> _Görev maddesi a_
Kayıtlarda "positive" kelimesinin geçtiği bütün satırları bul ve kopyala. Büyük ve küçük harf farkına dikkat et.

> _Belge metni_
= = =

4 unsur vardır Anâsır- ı Erbaa'da, bunlardan biri de Toprak Ana… Anâsır-ı Erbaa'nın dört unsurunun ilk üçü ateş (güneş),hava ve su ise; toprakta bu üç unsurun birleştiği en nadide maddedir bana göre…
4 unsur vardır Anâsır- ı Erbaa’da, bunlardan biri de Toprak Ana… Anâsır-ı Erbaa’nın dört unsurunun ilk üçü ateş (güneş),hava ve su ise; toprakta bu üç unsurun birleştiği en nadide maddedir bana göre… Ve neden mi Toprak (Tabiat) unsuru “Ana” ile tamamlanmış tüm dillerde, kültürlerde, efsanelerde, mitolojik anlatımlarda? Çünkü “kadın(dişi) ve toprak, ikisi de mümbit” olarak yaratıldı… Üretken ve bereketli toprağın yine üretken olan kadın(ana-dişi) ile tamamlanması da ilham olmalı nesillere, toplumlara ve tabi ki kadınlara…
Ve kadınlar da, yaratılışta kendisine yüklenen tüm nadide meziyetlerin bilinciyle can vermeli, ışık tutmalı, ilham olmalı nesillere….
Güneş, hava ve su-yu bileşenlerinde muhteşem bir şekilde sentezleyen dördüncü unsur Toprak Ana, bereketiyle taçlandırdığı ve devamlılığını sağladığı dünyadan hak ettiği saygıyı ve vefayı görüyor mu peki? Maalesef hayır…Toprak Ana yoksa; ateş, hava ve suyun ne denli anlamsız olduğunu bilmez mi insanlık? Bilir bilir de açlığı yaşamadığı için anlamaz ve görmez sonun giderek yaklaştığı…
Ne zaman ki Toprak Ana bize küsecek ve sırtını tam anlamıyla dönecek işte o zaman Sûr’un sesiyle okkalı bir tokat inecek insanlığın yüzüne, yüreğine, vicdanına, adaletine…
Ve böyle giderse çok değil kısa zaman sonra toprak dile gelerek; “topraktan geldik toprağa gideceğiz döngüsünü bozup betona, uzaya, makinelere, teknolojiye, yalancı baharlara insanlığı mahkum edenleri kadim yüreğime almıyorum artık” diyecek…
Zira özümüze, sözlerimize, yaşam şifrelerimize ve ‘birbirimizi yemeyelim’ diye midemize sükutla ilham olan toprak; sadece aç gözlülüğünü doyuramadı ve dindiremedi insanlığın… Daha, daha fazla, çok daha fazla, ennn fazla diyerek deli divane olan insanlık; beynini ve yüreğini kanser misali kemirip tüketen hırs ve egosu yüzünden topraktan ne kadar koparsa o kadar kaybettiğini anlayamadı… Anlayamayınca da kendi sonunu hazırladı; savaşlar, virüsler, sapkınlıklar, ölümler, afetler, kalleşlikler ve daha nicesiyle… Öyle ya Toprak Ana sabırlı ve cömert olduğu kadar vefasızlık edeni cezalandırmak konusunda da bir o kadar dik duruşuyla bilinir; “doğal yaşam dengemi bozanı asla affetmem” mottosuyla…
Evet toprak idi özümüz ve kimseler bunu inkar edemezdi… Vücudumuzun her zerresinde yer alan mineraller ve vitaminler ‘ben toprağım’ diye haykırırken, bir tohum misali ilk günden son güne kadar toprak ile can bulup besleniyorken, toprağın koynunda boy veren bitkiler gibi hava-güneş-su üçgenine muhtaçken, bir yaprak misali günü dolup dalından kopunca toprağa düşüp çözünen bedenimiz yine özüne karışırken ne oldu da nankörlük duygularıyla zıvanadan çıktı ve toprağı düşman belledi insanlık?

= = =

> _Çalışma malzemesi_
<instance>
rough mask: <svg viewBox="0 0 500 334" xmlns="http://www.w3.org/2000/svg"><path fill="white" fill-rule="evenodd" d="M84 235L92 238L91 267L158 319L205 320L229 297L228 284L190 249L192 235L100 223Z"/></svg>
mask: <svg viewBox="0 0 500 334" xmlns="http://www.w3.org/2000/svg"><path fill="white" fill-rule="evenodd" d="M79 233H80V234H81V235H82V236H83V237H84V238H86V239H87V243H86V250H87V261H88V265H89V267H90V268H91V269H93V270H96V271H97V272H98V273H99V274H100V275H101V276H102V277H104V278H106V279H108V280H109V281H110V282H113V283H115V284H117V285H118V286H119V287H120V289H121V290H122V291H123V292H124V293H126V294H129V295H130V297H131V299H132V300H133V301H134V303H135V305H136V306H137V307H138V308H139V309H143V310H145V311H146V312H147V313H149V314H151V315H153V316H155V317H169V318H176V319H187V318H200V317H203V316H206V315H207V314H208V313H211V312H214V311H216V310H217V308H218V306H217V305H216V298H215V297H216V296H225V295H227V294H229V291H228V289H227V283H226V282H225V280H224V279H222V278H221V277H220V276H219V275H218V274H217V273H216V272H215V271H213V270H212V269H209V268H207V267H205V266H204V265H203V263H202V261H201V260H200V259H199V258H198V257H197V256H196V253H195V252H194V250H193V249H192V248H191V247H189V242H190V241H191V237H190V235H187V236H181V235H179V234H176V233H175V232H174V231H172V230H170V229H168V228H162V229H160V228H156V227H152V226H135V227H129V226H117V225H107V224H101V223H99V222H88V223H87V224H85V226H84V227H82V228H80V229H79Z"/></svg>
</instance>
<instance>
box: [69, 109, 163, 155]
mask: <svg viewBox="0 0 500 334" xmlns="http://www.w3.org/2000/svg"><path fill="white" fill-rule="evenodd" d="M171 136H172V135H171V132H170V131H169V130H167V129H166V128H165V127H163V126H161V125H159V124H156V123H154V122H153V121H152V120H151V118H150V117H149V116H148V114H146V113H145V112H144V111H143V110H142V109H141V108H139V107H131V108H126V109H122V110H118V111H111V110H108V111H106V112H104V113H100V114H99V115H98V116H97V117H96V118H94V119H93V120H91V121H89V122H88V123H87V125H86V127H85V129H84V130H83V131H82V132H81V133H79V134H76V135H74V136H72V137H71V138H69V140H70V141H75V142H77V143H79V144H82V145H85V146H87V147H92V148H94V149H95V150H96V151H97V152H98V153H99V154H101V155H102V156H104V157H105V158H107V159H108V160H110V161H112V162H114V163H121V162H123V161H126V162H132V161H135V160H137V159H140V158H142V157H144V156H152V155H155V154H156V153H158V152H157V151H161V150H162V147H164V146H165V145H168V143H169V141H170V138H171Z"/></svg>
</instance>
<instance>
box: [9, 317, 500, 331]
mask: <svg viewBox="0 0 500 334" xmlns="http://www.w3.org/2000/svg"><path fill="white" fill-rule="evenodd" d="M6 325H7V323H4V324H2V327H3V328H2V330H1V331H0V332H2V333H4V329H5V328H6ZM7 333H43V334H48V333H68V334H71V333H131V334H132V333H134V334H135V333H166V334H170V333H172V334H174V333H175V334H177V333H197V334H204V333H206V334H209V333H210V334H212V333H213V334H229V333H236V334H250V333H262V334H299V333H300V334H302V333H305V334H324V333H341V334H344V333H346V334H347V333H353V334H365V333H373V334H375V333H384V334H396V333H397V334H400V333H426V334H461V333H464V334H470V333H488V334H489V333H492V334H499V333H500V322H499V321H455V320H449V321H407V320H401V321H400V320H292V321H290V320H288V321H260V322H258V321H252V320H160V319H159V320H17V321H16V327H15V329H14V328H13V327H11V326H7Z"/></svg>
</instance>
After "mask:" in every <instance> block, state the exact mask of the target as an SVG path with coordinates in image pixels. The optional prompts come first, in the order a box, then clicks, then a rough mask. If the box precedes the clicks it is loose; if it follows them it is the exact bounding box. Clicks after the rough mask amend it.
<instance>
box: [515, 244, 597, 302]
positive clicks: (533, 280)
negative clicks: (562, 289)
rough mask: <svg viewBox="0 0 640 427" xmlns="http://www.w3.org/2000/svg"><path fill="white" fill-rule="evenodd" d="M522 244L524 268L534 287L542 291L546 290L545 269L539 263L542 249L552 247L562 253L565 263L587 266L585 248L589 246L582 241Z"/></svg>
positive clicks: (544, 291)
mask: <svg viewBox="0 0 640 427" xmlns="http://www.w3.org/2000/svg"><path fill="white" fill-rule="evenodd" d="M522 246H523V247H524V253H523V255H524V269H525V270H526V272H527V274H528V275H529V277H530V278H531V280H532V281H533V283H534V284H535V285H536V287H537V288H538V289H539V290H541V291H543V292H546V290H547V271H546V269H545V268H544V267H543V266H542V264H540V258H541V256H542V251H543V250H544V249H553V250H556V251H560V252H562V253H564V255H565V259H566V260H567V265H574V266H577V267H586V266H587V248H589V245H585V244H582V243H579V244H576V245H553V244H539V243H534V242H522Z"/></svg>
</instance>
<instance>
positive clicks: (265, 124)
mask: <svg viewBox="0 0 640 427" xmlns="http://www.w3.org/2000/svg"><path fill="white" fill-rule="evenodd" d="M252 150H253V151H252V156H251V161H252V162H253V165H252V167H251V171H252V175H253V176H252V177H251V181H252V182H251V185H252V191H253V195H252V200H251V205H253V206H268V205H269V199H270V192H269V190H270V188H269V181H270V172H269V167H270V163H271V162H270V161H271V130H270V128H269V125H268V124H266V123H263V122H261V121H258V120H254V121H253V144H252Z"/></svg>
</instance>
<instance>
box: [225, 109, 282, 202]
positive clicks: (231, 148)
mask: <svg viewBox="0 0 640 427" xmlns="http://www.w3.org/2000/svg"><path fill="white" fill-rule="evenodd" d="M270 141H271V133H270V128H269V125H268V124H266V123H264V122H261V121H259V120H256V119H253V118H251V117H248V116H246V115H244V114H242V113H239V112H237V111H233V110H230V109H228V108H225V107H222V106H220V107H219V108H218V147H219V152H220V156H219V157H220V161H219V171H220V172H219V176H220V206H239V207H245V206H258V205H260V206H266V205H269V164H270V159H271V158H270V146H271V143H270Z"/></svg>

= = =

> _Görev maddesi b_
Toprak Ana yazısına göre Anâsır-ı Erbaa'nın dört unsurundan ilk üçü hangileridir?

> _Yazılı cevap a_
positive clicks: (533, 280)
positive clicks: (544, 291)
positive clicks: (265, 124)
positive clicks: (231, 148)

> _Yazılı cevap b_
Ateş (güneş), hava ve su.